_抜粋_
何故、絶望から這い上がれたのか

派遣先は年中無休だが、私は本日が仕事始めである。なのに…暇。
普段の日曜日よりも暇。

常連のお客様は何人か声を聞けた。それでも暇。1日の受電件数が、
繁忙期の2時間分だ。

毎年1月・2月は暇だからしょうがないか。明日から何をしよう。手元の
資料は読みつくしたものなぁ。

『隔離の記憶 ハンセン病といのちと希望と』(高木智子 彩流社
読了。

ナチス・ドイツユダヤ人だけではなく、同じアーリア人でも身体に
障害を抱える人や、精神を病む人々を断種しようとした。日本でも
これと同じような医療行政があったのだ。」

瓜谷修治『ヒイラギの檻』の感想に、私はこう書いた。遠くない過去、
日本にあったのはハンセン病療養所という名の絶滅収容所だ。

隔離された人々の壮絶な人生は他の作品に譲る。本書は差別や
偏見に晒されながらも、自身の生を精一杯生きた人たちの記録だ。

ハンセン病は怖い病気ではないと啓蒙活動を続ける人や、詩人として
有名な故・塔和子さんのことは知っていた。

しかし、社会と隔絶され、過酷な環境に身を置きながらも、少なくない
人々が生きる光を見つけていた。

_データ項目_
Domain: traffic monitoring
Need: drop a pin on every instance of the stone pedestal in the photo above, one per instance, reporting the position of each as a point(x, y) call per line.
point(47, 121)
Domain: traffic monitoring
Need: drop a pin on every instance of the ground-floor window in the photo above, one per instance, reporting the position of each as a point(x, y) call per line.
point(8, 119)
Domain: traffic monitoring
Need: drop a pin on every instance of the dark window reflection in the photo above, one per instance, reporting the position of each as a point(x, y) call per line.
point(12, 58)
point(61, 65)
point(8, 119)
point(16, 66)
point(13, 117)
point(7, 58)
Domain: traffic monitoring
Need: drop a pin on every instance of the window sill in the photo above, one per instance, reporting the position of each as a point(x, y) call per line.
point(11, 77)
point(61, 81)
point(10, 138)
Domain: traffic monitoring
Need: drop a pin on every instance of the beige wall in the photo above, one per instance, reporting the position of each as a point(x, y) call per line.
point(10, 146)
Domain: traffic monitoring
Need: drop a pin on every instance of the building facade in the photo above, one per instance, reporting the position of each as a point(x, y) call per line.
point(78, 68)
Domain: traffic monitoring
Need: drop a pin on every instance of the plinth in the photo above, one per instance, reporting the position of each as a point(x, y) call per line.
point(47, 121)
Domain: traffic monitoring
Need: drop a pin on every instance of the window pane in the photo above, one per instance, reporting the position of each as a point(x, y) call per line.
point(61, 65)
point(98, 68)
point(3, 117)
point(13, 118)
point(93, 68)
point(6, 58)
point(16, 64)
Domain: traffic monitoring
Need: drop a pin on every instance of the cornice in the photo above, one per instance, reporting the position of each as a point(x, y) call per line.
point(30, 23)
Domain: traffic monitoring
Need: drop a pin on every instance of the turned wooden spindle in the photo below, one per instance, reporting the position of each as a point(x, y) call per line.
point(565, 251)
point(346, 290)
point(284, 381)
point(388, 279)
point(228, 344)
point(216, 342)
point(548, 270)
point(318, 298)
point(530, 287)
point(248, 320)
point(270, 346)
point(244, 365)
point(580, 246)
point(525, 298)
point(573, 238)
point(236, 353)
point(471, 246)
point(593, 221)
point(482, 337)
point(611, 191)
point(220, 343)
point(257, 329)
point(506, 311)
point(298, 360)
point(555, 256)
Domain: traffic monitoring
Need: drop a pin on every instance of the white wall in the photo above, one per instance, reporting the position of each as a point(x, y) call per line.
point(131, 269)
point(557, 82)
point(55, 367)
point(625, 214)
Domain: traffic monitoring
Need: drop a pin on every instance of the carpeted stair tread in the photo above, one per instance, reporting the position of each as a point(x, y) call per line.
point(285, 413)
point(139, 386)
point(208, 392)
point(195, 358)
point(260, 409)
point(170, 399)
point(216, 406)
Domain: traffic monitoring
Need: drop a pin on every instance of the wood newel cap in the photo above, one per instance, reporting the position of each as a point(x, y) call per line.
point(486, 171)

_取り組む課題_
(a) 抜粋の筆者によると、毎年暇なのは何月ですか。
(b) 抜粋にある「本書は差別や偏見に晒されながらも、自身の生を精一杯生きた人たちの記録だ。」を英語に訳してください。
(c) ハンセン病の本を読んだ感想の抜粋について、最後の文の続きを書いてください。
データ項目は、抜粋とは別の資料です。

_課題の解答_
(a) 1月と2月です。

(b) This book is a record of people who, though exposed to discrimination and prejudice, lived their lives as fully as they could.

(c)
指を失っても手に絵筆を括り付けて絵を描く人がいる。学業に打ち込み、
大学受験を目指した人がいる。自分と同じ病で苦しんでいる人たちが
充分な治療を受けていないことを知り、中国奥地の隔離の村に薬や
包帯を届けた人がいる。

「あんた。キムチョンミっていう名前なら日本人じゃないよね。朝鮮人
子だろう。おれたちは社会に差別されているけれど、この園の中にいた
ら安全。あんたはこれから社会に出たら冷たい風にあたって大変だ。
つらいことがあったら、いつでも遊びにおいで」

偶然、隔離施設を訪れた在日朝鮮人の女子学生にこんな言葉をかけた
人は半世紀以上の時間を隔離施設で過ごし、重い後遺障害を背負った
詩人だった。

なかでも要撃だったのは黒川温泉宿泊拒否事件のその後の「その後」
だ。熊本県・黒川温泉のとある旅館が直前になってハンセン病患者たち
の宿泊を拒否し、該当旅館はその後廃業したことは知っていた。

旅館の廃業に伴い解雇された従業員たちは雇用継続を求めて会社側を
訴えた。この元従業員たちの支援に立ち上がったのが宿泊を断られた
患者たちだったのだ。

強い。ただ強いだけではない。彼ら。彼女らの心は、しなやかに強い。
この強さは一体どこから来るのだろうか。絶望の中にあって、死を
思ったこともあるだろう。実際、病を得たことに生きる気力をなくし、
自死してしまった患者も多くいると言う。

それでも「生きる」ことに希望を見出した人たち。著者も「あとがき」で
触れているが、ハンセン病を語る時に絶望や悲しみ、苦しみが付き物
になっている。でも、著者は言う。「喜怒哀楽」が揃って、人間の営み
なのだと。

ハンマーで頭をガツンと叩かれた気分だった。そうのなのだ。同じ人間なの
だも。「怒」や「哀」は強いかもしれないけれど、人には「喜」もあり、「楽」も
あるのだもの。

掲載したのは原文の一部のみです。